REQUIRED TASK
How many lines in the records below contain the string "vest"? Case counts. Reply with the number alone.

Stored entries
------------------------------

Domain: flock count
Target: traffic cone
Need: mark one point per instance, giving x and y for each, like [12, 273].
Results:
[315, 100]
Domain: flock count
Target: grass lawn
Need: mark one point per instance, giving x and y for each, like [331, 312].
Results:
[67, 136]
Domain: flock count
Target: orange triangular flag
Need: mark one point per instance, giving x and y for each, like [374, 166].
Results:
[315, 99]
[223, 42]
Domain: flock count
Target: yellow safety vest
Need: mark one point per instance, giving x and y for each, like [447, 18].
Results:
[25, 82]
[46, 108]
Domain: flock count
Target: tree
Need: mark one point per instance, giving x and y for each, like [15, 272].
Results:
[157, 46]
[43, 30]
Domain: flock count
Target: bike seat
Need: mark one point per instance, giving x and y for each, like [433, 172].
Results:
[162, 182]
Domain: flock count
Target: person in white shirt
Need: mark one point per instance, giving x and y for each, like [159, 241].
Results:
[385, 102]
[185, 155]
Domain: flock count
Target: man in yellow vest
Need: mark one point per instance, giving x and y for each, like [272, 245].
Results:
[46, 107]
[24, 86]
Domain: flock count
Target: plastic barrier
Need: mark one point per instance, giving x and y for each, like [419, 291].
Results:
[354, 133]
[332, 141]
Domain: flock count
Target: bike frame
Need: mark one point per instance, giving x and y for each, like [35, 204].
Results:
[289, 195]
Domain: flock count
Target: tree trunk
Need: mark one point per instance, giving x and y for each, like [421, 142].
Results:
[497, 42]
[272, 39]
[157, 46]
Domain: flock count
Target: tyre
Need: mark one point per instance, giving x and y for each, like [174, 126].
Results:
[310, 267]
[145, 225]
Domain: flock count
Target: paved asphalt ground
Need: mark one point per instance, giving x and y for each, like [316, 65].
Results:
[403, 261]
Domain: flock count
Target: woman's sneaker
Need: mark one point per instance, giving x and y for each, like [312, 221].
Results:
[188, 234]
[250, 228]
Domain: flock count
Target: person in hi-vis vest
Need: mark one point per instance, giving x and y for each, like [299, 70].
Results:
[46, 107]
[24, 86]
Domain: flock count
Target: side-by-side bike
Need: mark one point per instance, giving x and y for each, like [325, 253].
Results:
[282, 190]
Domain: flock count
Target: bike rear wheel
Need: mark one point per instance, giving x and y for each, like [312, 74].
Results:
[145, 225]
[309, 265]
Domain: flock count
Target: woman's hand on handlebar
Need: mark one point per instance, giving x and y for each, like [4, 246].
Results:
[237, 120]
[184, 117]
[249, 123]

------------------------------

SOLVED EXERCISE
3